- DATASET ENTRIES
========================================================================
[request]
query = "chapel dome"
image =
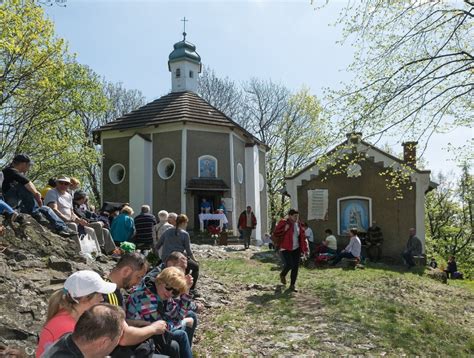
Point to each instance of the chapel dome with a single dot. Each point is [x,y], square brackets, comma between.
[184,50]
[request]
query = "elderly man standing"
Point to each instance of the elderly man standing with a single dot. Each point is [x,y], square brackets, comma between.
[144,224]
[20,192]
[413,248]
[247,222]
[60,200]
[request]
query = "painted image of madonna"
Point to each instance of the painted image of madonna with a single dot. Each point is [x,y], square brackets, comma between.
[354,213]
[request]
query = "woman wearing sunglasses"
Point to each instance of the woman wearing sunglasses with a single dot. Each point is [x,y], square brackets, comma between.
[167,298]
[82,290]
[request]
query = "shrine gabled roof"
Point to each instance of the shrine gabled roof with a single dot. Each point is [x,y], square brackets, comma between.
[365,145]
[184,106]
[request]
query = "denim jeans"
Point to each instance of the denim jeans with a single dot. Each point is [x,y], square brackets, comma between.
[342,255]
[4,207]
[291,260]
[180,336]
[20,197]
[190,330]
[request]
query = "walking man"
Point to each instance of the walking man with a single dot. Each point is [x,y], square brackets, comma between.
[247,222]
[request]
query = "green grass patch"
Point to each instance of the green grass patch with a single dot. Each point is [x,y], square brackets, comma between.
[391,310]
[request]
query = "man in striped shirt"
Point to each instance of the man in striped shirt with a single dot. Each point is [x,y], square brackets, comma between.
[128,272]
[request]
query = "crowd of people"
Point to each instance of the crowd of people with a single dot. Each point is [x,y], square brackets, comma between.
[158,314]
[90,316]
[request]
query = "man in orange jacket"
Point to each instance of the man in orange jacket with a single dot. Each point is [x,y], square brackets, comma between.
[292,246]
========================================================================
- YOUR OBJECTIVE
Exactly as they appear, write out the lines from the one containing "Point to each instance of the man in striped" through the final line of the entries above, both included.

- RESPONSE TO THE EXERCISE
Point to each instance of the man in striped shirt with a single dot. Each point is [x,y], square brackets, comma between.
[128,272]
[request]
query = "crowd of people"
Point to each instance of the crowd of people with a single dot. Each point is [x,y], square brackets, comma between.
[158,314]
[90,316]
[request]
query = "man in orange jacket"
Point to each instance of the man in orange jacket with a single dot. Each point is [x,y], square brackets, comma between.
[292,246]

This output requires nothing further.